Top of Records for this task

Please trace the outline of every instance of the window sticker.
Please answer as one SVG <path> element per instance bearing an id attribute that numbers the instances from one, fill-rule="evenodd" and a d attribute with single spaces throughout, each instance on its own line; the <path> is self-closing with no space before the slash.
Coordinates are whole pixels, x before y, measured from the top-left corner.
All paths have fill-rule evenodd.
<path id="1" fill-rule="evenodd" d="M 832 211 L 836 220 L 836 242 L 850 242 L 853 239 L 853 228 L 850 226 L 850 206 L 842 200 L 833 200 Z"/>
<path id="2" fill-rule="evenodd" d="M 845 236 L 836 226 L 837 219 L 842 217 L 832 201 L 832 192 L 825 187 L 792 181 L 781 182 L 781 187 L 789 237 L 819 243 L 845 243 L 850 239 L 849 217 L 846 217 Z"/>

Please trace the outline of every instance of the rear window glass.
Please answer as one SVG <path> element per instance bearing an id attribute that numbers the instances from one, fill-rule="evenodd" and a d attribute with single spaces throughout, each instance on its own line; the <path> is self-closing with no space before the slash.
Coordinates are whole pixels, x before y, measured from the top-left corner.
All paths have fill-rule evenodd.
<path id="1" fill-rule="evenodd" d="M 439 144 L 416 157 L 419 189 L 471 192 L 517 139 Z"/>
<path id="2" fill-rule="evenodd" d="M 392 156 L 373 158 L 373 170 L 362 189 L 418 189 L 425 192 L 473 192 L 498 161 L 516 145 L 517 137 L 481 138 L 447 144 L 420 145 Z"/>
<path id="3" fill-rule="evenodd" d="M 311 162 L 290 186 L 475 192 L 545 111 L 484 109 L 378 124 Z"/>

Bottom of Records for this task

Produce an exact copy of every entry above.

Please trace the outline of every instance of the window sticker.
Please answer as one SVG <path> element per instance bearing an id attribute that numbers the instances from one, fill-rule="evenodd" and a d attribute with single spaces throughout, each instance on its own line; the <path> is self-closing with no space before the slash.
Coordinates are whole pixels, x before y, measured from the top-left corner.
All paths have fill-rule evenodd.
<path id="1" fill-rule="evenodd" d="M 832 211 L 836 220 L 836 242 L 850 242 L 853 239 L 853 228 L 850 226 L 850 206 L 842 200 L 833 200 Z"/>
<path id="2" fill-rule="evenodd" d="M 845 236 L 836 226 L 837 219 L 842 217 L 832 201 L 832 192 L 825 187 L 792 181 L 781 182 L 781 187 L 789 237 L 819 243 L 845 243 L 850 239 L 849 217 L 846 217 Z"/>

Please trace the outline of every instance of the rear window glass.
Please answer as one SVG <path> element per instance bearing an id attribute that numbers the instances from one, fill-rule="evenodd" and a d attribute with single spaces throughout, each instance on its own line; the <path> is self-closing with no space before the slash.
Coordinates are whole pixels, x before y, measured from the top-left corner.
All paths have fill-rule evenodd.
<path id="1" fill-rule="evenodd" d="M 439 144 L 416 157 L 419 189 L 471 192 L 517 139 Z"/>
<path id="2" fill-rule="evenodd" d="M 392 156 L 373 158 L 373 170 L 362 189 L 418 189 L 425 192 L 473 192 L 498 161 L 516 145 L 517 137 L 481 138 L 447 144 L 420 145 Z"/>
<path id="3" fill-rule="evenodd" d="M 311 162 L 290 186 L 475 192 L 545 111 L 484 109 L 378 124 Z"/>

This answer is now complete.